▶

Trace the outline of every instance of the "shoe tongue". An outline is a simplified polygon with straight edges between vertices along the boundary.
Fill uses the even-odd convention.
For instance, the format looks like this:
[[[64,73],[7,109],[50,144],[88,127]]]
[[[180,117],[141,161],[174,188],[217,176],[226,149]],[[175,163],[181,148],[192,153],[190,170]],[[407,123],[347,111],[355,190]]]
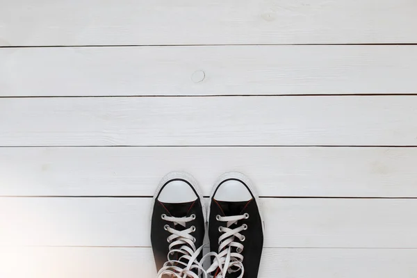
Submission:
[[[161,202],[161,204],[170,212],[171,216],[181,218],[187,216],[188,211],[190,211],[195,202],[195,201],[177,204]]]
[[[241,214],[247,204],[247,201],[225,202],[216,200],[216,202],[222,208],[222,211],[224,213],[224,216],[238,215]]]

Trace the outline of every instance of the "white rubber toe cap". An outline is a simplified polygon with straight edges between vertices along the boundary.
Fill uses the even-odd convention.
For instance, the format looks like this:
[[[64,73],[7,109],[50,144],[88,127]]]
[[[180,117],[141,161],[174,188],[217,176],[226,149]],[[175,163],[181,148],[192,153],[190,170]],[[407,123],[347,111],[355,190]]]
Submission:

◀

■ **The request**: Rewrite all the rows above with "even-odd convention" changed to "nonzero winding rule", leaving everything else as it is and omitting the pictures.

■ **Exercise answer**:
Trace the outline of every instance of the "shoe tongue". An outline is a simplified polygon with straight edges between vertices along the boundary.
Fill uses the nonzero winding rule.
For instance, the format looks like this:
[[[64,73],[7,109],[50,144],[88,127]]]
[[[180,117],[141,161],[174,188],[217,176],[226,149]],[[175,163],[181,148],[192,153],[190,170]],[[407,123],[347,111],[355,190]]]
Submission:
[[[161,202],[161,204],[170,212],[171,216],[181,218],[187,216],[188,211],[190,211],[195,202],[195,201],[177,204]]]
[[[241,214],[247,204],[247,201],[225,202],[216,200],[216,202],[222,208],[222,211],[224,213],[224,216],[238,215]]]

Trace the outline of every instance of the "white rubber toe cap". An outline is a simplified polygon with straight edges between vertices along the boundary.
Fill uses the nonzero winding rule.
For instance, the format looks like this:
[[[64,73],[7,109],[50,144],[88,127]]]
[[[180,117],[141,161],[174,188],[217,176],[226,149]],[[175,163],[181,148],[192,153],[190,170]],[[407,123],[347,111],[355,190]]]
Submission:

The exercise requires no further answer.